= What the exercise asks =
How many lines of the material contain the word "grass"? Reply with the number only.

= Material provided =
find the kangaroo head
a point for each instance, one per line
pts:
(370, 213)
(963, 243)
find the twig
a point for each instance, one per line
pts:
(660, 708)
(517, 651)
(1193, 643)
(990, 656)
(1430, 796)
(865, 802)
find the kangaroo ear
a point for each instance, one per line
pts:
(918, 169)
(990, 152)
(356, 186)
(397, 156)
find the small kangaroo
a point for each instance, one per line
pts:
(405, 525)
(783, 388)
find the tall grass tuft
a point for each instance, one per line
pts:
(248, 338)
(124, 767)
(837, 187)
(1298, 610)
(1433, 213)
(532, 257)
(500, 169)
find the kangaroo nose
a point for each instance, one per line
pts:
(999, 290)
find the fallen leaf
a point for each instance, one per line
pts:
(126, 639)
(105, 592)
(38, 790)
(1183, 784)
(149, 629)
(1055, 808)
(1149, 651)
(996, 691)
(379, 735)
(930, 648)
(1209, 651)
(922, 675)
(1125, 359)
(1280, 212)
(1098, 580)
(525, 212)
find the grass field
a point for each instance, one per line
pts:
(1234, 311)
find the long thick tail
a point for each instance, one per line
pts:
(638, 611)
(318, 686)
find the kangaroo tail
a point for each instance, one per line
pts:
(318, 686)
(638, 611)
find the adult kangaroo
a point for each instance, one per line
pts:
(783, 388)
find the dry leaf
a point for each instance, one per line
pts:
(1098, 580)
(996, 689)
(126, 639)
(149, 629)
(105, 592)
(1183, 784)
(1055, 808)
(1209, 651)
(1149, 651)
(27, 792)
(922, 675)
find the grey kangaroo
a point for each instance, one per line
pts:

* * *

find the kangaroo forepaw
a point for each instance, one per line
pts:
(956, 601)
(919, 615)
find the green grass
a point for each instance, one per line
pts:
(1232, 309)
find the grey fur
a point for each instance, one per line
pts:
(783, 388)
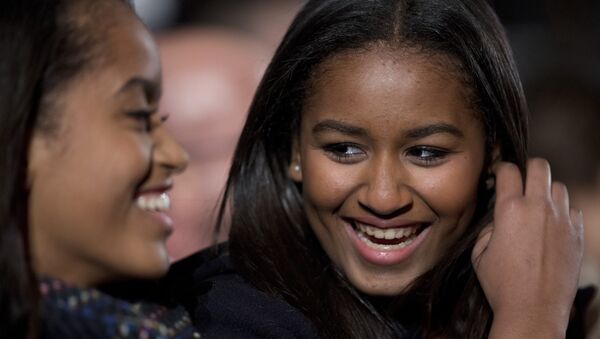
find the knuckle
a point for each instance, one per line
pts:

= Solution to this exercise =
3